### [Supplied records]
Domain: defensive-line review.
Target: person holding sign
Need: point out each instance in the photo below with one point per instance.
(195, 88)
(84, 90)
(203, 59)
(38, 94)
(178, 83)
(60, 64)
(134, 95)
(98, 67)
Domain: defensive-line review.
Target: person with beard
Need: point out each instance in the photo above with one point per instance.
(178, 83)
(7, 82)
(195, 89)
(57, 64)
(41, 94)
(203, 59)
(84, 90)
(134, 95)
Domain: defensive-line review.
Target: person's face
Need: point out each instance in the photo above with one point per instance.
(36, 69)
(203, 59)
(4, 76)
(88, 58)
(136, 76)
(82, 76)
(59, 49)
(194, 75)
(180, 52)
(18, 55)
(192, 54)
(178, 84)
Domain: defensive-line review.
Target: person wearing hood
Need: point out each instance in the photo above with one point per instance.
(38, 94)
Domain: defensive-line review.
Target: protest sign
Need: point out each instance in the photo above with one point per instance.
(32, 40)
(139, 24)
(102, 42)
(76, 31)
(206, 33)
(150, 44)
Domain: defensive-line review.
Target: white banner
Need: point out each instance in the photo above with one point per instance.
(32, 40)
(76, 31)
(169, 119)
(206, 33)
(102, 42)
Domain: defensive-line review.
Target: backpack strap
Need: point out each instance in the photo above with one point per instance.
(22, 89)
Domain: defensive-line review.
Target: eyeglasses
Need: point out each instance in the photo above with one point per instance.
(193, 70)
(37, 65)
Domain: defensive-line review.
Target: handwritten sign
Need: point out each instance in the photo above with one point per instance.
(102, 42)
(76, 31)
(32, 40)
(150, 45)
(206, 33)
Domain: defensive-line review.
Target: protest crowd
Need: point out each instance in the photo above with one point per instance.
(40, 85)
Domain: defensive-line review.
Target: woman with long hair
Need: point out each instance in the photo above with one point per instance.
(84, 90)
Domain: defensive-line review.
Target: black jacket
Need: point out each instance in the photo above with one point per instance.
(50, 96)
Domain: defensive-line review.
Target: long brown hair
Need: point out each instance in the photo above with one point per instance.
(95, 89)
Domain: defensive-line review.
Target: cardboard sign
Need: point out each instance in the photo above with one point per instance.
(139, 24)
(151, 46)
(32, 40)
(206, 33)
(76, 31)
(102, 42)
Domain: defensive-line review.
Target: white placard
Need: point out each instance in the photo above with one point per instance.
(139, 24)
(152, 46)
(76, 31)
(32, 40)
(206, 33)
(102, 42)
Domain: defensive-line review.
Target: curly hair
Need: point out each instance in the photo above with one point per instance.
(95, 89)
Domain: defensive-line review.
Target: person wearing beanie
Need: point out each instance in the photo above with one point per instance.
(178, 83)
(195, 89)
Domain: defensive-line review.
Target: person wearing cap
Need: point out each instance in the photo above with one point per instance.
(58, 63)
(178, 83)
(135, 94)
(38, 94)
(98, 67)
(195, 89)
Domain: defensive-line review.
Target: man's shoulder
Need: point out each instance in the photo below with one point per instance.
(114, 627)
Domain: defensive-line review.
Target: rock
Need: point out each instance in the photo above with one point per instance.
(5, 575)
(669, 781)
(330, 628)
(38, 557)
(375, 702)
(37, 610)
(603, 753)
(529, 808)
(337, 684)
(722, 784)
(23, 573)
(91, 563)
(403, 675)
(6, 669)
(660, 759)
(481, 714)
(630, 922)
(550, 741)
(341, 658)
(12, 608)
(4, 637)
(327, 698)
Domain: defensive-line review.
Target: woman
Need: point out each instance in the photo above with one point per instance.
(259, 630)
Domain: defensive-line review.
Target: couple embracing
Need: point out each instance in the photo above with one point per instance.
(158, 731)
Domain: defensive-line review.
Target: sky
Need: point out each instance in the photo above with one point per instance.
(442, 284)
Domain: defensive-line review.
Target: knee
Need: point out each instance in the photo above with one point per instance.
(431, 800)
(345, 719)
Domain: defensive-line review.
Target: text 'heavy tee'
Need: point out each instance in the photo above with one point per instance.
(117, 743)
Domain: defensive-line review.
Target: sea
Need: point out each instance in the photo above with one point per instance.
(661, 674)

### [Task to complete]
Go through the data and return every record exactly.

### [Solution]
Domain: defensive-line review.
Target: person holding sign
Need: point out each instance in the photo below with one point per instance.
(195, 88)
(84, 90)
(203, 59)
(38, 94)
(178, 83)
(60, 64)
(134, 95)
(98, 67)
Domain: defensive-line review.
Target: person with beard
Need: point out each instance in the photo above with one point per instance.
(178, 83)
(7, 82)
(195, 89)
(57, 64)
(41, 94)
(203, 59)
(84, 90)
(134, 95)
Domain: defensive-line review.
Target: person's face
Need: point out each instance in the photo above with one point per instance.
(36, 69)
(203, 59)
(4, 76)
(88, 58)
(136, 76)
(82, 76)
(59, 49)
(194, 75)
(180, 52)
(18, 55)
(192, 54)
(178, 84)
Domain: defensive-line review.
Target: person wearing hood
Need: point out each instance in the photo above with one point per instance.
(38, 94)
Domain: defensive-line review.
Target: protest sign
Need: point out each instance in the photo above with one point per instance.
(32, 40)
(139, 24)
(102, 42)
(76, 31)
(206, 33)
(150, 44)
Domain: defensive-line review.
Target: white banner
Need: point out each instance in the photo above with one point per instance.
(32, 40)
(76, 31)
(169, 119)
(206, 33)
(102, 42)
Domain: defensive-line review.
Target: backpack strap
Need: point out each instance in the photo above with one point per instance.
(22, 89)
Domain: defensive-line review.
Target: eyeglasses
Need: point out each instance in the photo above with one point per instance.
(193, 70)
(37, 65)
Domain: defensive-line review.
Target: handwritten sign
Need: point out each instance in the photo above with one point per instance.
(102, 42)
(76, 31)
(32, 40)
(150, 45)
(206, 33)
Domain: defensive-line review.
Target: protest crowd
Need: point out each instance in the photo above with one point per instance.
(40, 85)
Domain: defensive-line review.
Target: woman with long hair
Need: point out each instance in the photo above with one point per instance.
(84, 90)
Domain: defensive-line review.
Target: black jacket
Need: point out each instance in the photo above with one point per instance.
(50, 96)
Domain: defensive-line review.
Target: long brown hair
Need: point out each instance in the photo above with one point per instance.
(95, 89)
Domain: defensive-line review.
Target: cardboard sign
Need: point out each instance in the photo above with one point per instance.
(139, 24)
(151, 46)
(32, 40)
(206, 33)
(76, 31)
(102, 42)
Domain: defensive-line review.
Target: white placard
Need: point out each instance in the photo above with one point per instance.
(139, 24)
(152, 46)
(76, 31)
(32, 40)
(206, 33)
(102, 42)
Domain: defensive-line review.
Target: curly hair
Need: point out each instance in the photo above with one point per instance.
(95, 89)
Domain: defensive-line review.
Target: person wearing beanie
Need: point out each instance in the photo above with one point per instance.
(178, 83)
(195, 89)
Domain: defensive-line review.
Target: person wearing cap
Need: point out each instance in the photo above with one point per instance.
(58, 63)
(178, 83)
(135, 94)
(38, 94)
(98, 67)
(195, 89)
Domain: defensive-line review.
Target: man's shoulder
Need: point out each instance in the photo below with one point per instance.
(114, 627)
Domain: defensive-line review.
Target: rock
Need: point out each instance in the photo above with one point per instance.
(5, 575)
(669, 781)
(330, 628)
(38, 557)
(375, 702)
(37, 610)
(603, 753)
(529, 808)
(337, 684)
(722, 784)
(23, 573)
(91, 563)
(403, 675)
(6, 669)
(660, 759)
(481, 714)
(630, 922)
(550, 741)
(341, 658)
(12, 608)
(4, 637)
(327, 698)
Domain: defensive-line review.
Target: woman
Need: point out each instance in the photo above with one point per instance.
(259, 630)
Domain: defensive-line review.
Target: couple embracing
Need: point out each instance in the photo above with one point per instance.
(158, 731)
Domain: defensive-line review.
Target: sky
Need: point out each instance in the photo above with one point per instance.
(442, 284)
Domain: defensive-line review.
Target: knee
Need: point out each instance in the photo above with one point per instance.
(431, 800)
(345, 719)
Domain: defensive-line review.
Target: text 'heavy tee'
Need: point out each instance in the photo above with one point per instance.
(117, 743)
Domain: defensive-line review.
Target: sea
Need: point out each instance in the photo above with one point per instance.
(661, 674)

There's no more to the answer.